*TASK TO COMPLETE:*
The material beneath this line should be printed exactly, with its pictures omitted.

*RECORDS SUPPLIED:*
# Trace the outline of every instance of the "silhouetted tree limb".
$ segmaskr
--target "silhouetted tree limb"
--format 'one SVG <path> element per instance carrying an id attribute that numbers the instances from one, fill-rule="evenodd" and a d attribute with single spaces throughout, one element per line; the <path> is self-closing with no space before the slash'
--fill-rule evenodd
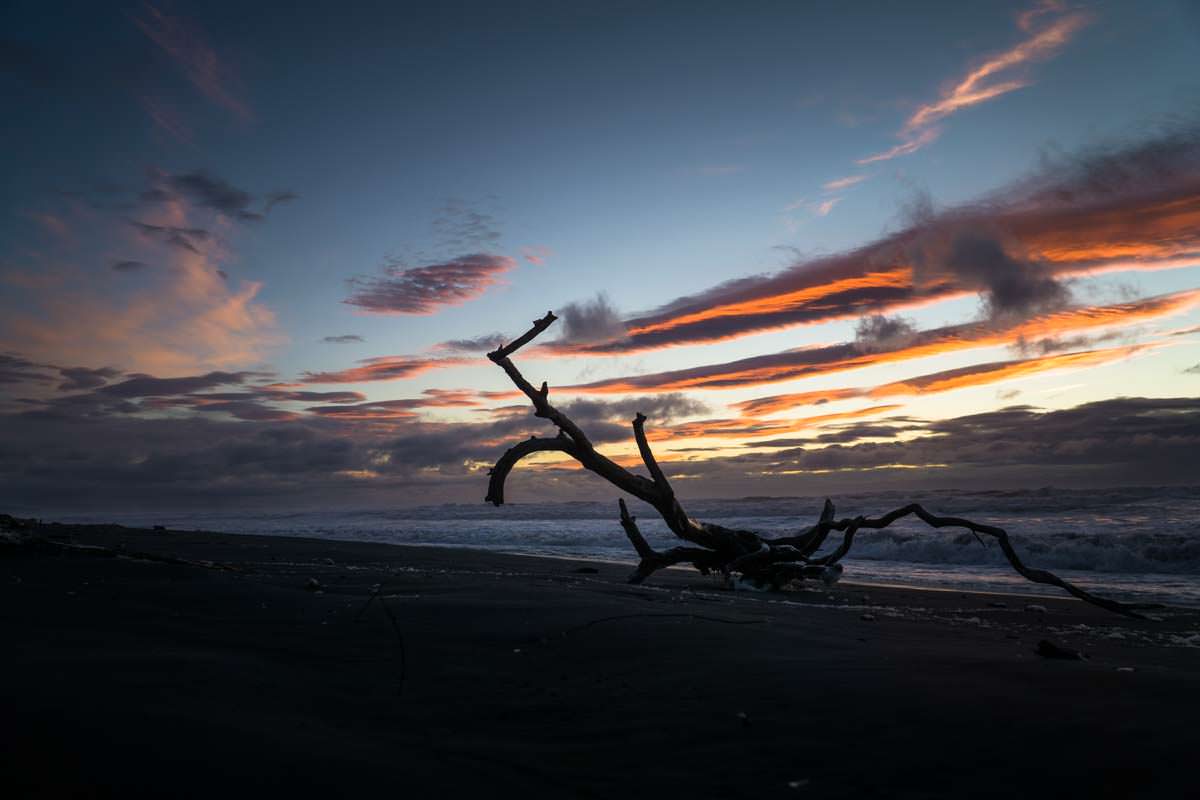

*SOLUTION TO THE EXERCISE:*
# Trace the outline of every instance of the "silhouetted tree limb".
$ segmaskr
--target "silhouetted tree limb"
--format 'one SVG <path> element per instance carrying an id attribute that numbers the instances from one, fill-rule="evenodd" and a d attribute with single spaces throughout, one element per line; the <path> is self-closing with no space before the slash'
--fill-rule evenodd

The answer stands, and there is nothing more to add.